▸ **What the task requires**:
Give back the line below containing "Exercise. Point to the black paddle" and every later line, exactly.

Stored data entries
- Opening Delimiter -
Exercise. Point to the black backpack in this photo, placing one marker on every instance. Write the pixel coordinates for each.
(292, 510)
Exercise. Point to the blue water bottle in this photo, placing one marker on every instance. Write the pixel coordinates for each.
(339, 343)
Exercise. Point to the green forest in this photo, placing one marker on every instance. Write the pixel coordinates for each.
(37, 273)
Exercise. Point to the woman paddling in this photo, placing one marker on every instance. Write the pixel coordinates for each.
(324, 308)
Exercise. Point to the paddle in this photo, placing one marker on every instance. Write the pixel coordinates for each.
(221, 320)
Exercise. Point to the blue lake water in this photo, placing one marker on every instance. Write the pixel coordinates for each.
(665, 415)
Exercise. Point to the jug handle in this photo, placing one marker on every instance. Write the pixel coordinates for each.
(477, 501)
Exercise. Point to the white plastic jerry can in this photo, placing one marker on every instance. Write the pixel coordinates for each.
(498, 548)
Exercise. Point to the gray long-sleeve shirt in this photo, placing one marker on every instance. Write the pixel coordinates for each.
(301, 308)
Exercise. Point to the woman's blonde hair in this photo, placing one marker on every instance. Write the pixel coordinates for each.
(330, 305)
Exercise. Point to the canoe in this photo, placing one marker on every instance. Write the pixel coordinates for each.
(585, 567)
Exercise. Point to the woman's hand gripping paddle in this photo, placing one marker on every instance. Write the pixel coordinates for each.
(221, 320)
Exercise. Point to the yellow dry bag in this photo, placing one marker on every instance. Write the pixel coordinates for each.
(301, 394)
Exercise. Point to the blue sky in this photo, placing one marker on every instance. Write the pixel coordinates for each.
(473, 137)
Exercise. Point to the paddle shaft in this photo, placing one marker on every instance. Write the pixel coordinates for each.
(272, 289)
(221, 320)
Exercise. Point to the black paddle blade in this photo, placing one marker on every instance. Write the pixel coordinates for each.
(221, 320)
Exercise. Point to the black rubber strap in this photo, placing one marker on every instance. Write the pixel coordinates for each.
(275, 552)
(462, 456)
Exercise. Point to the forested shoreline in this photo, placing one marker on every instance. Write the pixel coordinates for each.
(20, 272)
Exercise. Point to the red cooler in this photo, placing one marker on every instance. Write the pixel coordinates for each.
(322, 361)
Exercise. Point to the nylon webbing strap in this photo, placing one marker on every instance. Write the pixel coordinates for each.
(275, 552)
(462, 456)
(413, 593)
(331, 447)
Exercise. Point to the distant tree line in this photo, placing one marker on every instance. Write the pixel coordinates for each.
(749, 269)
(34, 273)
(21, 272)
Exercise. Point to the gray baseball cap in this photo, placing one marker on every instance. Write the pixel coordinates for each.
- Closing Delimiter -
▸ **Task output**:
Exercise. Point to the black paddle blade in this photo, placing one marker on every instance. Write the pixel coordinates for each.
(221, 320)
Exercise. Point to the black rubber strap in this photo, placing one marker on every instance. Write the pixel coordinates for each.
(275, 552)
(462, 456)
Exercise. Point to the forested shoreline in this photo, placing one marker on every instance. Write the pixel coordinates for each.
(20, 272)
Exercise. Point to the red cooler in this photo, placing one marker on every instance. Write the pixel coordinates for each.
(322, 361)
Exercise. Point to the nylon webbing strap in this photo, placing one marker on every instance. Write the pixel coordinates for each.
(275, 552)
(462, 456)
(413, 593)
(331, 447)
Exercise. Point to the distant tree line in this photo, placing one marker on every instance. Write the pixel coordinates for each.
(749, 269)
(34, 273)
(21, 272)
Exercise. Point to the gray baseball cap in this photo, placing one marker on every instance. Write the pixel coordinates for each.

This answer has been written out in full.